--- Begin SUPPLIED TEXT ---

ESSENTIAL RELEASES Essential Releases, November 4, 2022 By Bandcamp Daily Staff · November 04, 2022

What the Bandcamp Daily editors are listening to right now.

Alpha
Dust

Merch for this release:
Compact Disc (CD)

Whenever I’m staking out an unfamiliar or obscure artist on Bandcamp, I always consider listener endorsements: fan comments, Rate Your Music scores, friends’ recent purchases, and, most crucially, recommendations from artists I admire. Founded by Corin Dingley and Andy Jenks in 1995 (the latter has since left the band), discovered and signed by Massive Attack in 1997, and active ever since, the Bristol trip-hop outfit Alpha have garnered props from Madonna, David Bowie, Jarvis Cocker, Radiohead, and Prince. They never reached the same level of commercial and critical success as their compatriots in the mid-’90s trip-hop boom, but hey: holding onto the “best-kept secret” title for a quarter-century is nothing to sneeze at either. The band’s 20th album, Dust—a Bandcamp exclusive—further testifies to that time-tested credibility with a wide range of sophisticated chillout fare that spans dreamy, impressionistic downtempo instrumentals (“Eve”), warm acoustic pop (“Tea and Toast”), and dusky lounge ballads that wouldn’t sound out of place in a Bond film (“Hypothetically Speaking”). Perfect for rainy mornings, lazy afternoons, romantic evenings, or whenever you need a break from reality.

Zoe Camp

The Bedroom Witch
A Place of Hurt

Merch for this release:
Vinyl LP, Compact Disc (CD)

Sepehr Mashiahof, aka The Bedroom Witch, told us back in 2017 in no uncertain terms that she believes the dancefloor is a healing space and that she sees making music as a form of emotional connection. She’s spent years building metaphorical worlds that speak broadly to all of the identities she occupies—Iranian, American, trans woman—and the ways those identity categories are constructed and policed by society. On A Place of Hurt, she tunnels deeper into those themes, making them explicit without reducing their complexity. (On “Crossing Over,” for example, she describes being hit by a car while crossing the street and having her death justified: “You tell me that I’m crazy/ For thinking I could be like you and make it over safely.”) All of this is set to precise and relentlessly catchy darkwave that weaves in aspects of other ‘80s club music (most notably freestyle, as on opener “My Only,” but also the various offspring of New Order and the Factory sound). A polished producer and excellent songwriter, Mashiahof is able to bring us into her world so expertly because she has skill, vulnerability, and a keen eye for imagery. A Place of Hurt is, ultimately, a place of catharsis.

Jes Skolnik

Carla dal Forno
Come Around

Merch for this release:
Vinyl LP, Compact Disc (CD)

--- End SUPPLIED TEXT ---
--- Begin RAW DATA ---

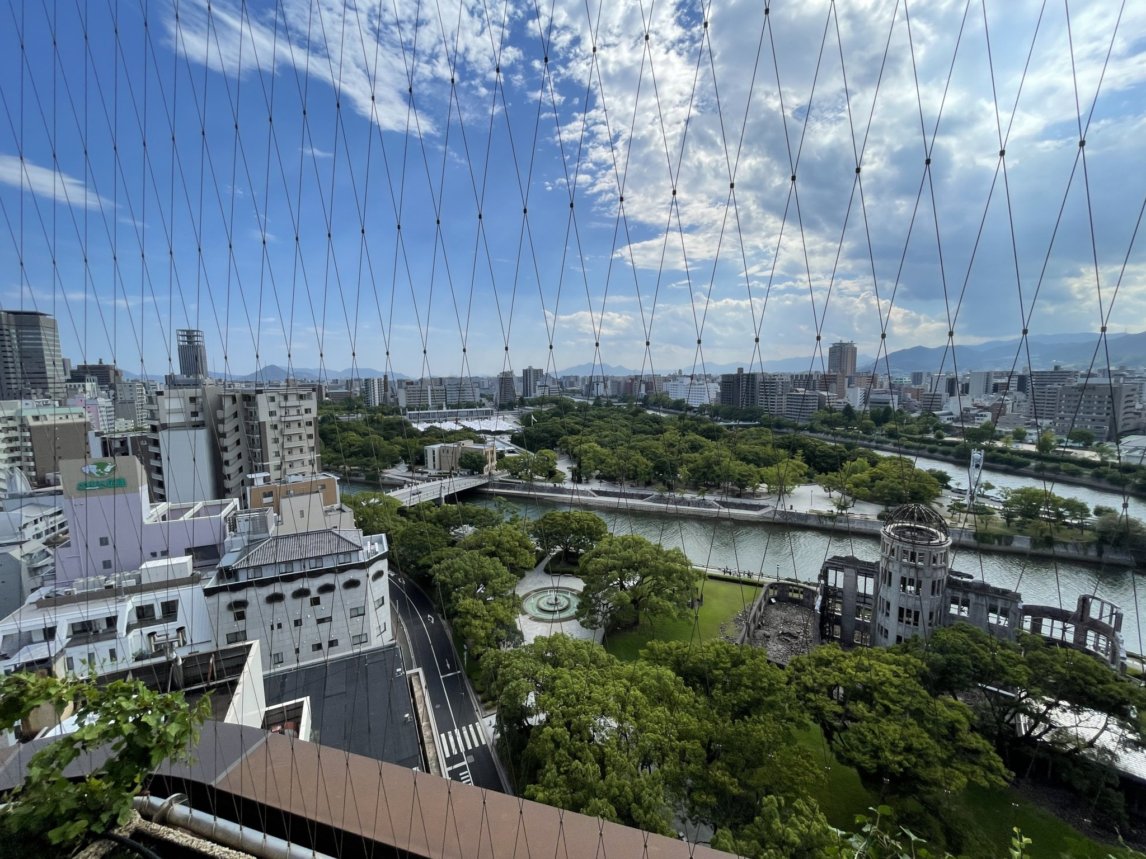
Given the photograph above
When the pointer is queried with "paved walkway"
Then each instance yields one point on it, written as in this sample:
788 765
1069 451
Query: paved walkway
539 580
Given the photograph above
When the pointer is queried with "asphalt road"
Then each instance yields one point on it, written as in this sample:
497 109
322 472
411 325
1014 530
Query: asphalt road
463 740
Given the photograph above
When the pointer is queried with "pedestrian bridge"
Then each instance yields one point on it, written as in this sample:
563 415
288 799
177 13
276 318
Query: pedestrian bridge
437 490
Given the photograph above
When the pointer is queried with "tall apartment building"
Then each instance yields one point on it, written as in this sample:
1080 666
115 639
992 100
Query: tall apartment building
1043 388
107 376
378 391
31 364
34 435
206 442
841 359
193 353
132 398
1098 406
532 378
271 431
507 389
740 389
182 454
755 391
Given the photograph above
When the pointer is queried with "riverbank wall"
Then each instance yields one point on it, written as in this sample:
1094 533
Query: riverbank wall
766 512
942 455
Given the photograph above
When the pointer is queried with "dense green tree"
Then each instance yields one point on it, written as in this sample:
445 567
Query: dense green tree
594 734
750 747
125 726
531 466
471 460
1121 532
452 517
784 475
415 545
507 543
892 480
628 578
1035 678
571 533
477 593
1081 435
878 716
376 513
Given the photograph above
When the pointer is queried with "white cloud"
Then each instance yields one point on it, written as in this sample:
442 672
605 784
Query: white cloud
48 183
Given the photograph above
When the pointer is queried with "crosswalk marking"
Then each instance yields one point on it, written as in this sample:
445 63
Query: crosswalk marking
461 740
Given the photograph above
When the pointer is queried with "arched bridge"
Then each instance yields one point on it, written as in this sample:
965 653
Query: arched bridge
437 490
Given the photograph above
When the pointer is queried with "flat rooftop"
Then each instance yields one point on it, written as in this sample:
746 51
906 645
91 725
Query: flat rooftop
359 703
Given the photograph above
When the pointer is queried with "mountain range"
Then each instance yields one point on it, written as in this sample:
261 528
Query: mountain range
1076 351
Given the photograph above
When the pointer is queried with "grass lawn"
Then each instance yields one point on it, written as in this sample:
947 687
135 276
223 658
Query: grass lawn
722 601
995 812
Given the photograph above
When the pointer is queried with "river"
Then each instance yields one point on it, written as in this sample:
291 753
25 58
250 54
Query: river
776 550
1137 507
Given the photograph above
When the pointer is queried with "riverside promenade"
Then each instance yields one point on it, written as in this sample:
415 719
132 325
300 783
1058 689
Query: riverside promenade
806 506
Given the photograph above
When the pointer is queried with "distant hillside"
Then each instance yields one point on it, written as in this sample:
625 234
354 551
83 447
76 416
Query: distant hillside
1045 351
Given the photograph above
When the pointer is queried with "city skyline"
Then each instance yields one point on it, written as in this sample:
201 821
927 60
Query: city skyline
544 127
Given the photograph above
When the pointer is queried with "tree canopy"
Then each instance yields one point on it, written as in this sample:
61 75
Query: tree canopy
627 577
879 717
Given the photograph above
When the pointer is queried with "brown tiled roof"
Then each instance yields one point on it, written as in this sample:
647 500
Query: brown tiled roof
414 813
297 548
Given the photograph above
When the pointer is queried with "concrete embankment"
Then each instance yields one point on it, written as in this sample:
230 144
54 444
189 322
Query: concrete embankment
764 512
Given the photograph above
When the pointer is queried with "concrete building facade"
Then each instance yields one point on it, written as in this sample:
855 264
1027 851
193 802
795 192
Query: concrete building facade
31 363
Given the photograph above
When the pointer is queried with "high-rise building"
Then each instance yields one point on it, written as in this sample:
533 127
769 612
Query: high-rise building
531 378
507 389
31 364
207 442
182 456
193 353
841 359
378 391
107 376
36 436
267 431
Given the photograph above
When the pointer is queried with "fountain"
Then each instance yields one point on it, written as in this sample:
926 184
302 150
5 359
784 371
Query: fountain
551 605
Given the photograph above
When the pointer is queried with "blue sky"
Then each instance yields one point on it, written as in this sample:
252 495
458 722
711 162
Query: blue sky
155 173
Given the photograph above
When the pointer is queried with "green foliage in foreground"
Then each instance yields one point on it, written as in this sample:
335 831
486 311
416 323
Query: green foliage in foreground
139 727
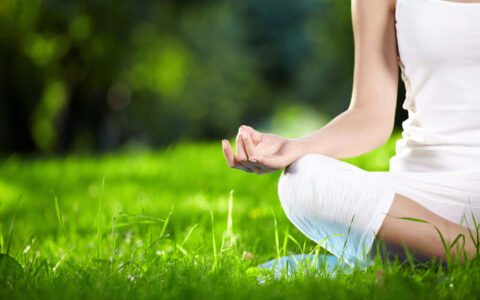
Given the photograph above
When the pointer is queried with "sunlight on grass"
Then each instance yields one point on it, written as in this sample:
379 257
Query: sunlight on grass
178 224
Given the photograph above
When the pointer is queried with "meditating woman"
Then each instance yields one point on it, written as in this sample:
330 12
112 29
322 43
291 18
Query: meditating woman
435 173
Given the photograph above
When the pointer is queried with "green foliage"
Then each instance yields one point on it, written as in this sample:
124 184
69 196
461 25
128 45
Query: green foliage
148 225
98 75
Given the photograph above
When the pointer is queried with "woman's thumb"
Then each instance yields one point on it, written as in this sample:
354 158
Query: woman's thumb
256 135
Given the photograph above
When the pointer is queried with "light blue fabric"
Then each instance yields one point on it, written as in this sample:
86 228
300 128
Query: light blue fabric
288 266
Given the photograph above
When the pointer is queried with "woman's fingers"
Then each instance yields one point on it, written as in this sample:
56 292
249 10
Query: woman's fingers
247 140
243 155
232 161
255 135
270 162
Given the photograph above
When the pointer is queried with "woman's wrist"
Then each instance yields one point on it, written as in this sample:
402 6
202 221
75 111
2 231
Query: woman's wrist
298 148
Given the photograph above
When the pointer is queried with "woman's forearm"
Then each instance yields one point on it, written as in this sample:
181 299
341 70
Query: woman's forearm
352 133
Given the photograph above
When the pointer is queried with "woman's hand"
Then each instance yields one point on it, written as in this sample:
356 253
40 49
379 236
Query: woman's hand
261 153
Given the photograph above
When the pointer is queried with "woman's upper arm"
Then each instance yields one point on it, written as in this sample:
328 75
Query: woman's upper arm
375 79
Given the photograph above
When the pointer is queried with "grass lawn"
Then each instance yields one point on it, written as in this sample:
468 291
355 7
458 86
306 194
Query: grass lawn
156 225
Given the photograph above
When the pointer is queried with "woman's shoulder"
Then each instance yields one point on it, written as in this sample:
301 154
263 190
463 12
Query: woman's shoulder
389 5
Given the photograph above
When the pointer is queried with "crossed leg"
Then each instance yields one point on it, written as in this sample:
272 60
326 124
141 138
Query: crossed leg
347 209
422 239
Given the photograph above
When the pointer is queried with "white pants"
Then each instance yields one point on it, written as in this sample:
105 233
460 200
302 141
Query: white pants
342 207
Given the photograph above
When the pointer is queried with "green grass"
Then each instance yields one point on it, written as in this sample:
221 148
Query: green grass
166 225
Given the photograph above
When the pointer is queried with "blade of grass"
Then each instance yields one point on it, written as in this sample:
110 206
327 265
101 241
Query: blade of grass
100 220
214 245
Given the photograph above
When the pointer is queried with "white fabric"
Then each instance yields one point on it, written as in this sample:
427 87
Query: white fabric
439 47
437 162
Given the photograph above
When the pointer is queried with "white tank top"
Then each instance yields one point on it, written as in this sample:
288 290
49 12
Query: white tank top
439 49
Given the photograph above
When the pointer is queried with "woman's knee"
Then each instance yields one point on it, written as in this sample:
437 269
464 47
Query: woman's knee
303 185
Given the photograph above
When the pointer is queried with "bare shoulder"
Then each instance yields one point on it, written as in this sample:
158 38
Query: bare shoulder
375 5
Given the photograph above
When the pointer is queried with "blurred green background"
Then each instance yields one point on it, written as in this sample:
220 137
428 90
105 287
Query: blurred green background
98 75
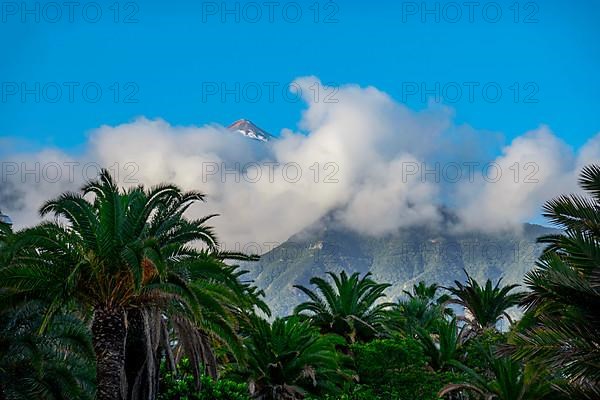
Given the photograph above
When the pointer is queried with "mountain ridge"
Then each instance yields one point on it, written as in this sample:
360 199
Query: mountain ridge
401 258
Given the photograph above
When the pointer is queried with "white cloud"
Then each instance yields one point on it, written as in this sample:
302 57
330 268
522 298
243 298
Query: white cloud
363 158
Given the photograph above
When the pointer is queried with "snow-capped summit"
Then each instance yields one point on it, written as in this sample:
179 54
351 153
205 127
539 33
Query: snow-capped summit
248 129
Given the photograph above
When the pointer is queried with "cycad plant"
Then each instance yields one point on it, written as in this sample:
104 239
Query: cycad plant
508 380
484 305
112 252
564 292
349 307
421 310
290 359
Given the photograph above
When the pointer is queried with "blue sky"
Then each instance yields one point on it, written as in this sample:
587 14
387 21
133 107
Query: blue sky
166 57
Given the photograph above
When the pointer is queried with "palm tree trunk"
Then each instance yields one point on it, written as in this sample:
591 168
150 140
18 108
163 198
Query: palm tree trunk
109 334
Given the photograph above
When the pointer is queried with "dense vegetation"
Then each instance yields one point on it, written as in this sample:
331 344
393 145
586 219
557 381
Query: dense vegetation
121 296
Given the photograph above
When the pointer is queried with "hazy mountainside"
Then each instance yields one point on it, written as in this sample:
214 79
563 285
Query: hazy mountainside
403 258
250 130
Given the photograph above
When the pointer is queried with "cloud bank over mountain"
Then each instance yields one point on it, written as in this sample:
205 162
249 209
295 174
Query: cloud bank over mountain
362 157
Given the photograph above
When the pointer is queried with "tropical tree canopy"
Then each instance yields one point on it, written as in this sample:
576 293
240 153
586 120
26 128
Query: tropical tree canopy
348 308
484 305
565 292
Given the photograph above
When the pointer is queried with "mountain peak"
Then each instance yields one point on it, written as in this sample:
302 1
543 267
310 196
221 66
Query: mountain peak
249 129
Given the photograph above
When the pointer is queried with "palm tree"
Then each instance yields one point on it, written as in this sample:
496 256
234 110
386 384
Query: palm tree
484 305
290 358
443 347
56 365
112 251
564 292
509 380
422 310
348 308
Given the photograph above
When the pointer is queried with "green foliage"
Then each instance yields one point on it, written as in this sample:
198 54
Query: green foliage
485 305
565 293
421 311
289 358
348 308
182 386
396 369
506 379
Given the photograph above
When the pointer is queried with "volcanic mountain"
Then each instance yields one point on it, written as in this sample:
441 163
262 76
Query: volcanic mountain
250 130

--- End RAW DATA ---

**EXERCISE INSTRUCTIONS:** Name every artist that the Essential Releases column above says has given props to Alpha.

**WRITTEN RESPONSE:** Madonna, David Bowie, Jarvis Cocker, Radiohead, and Prince.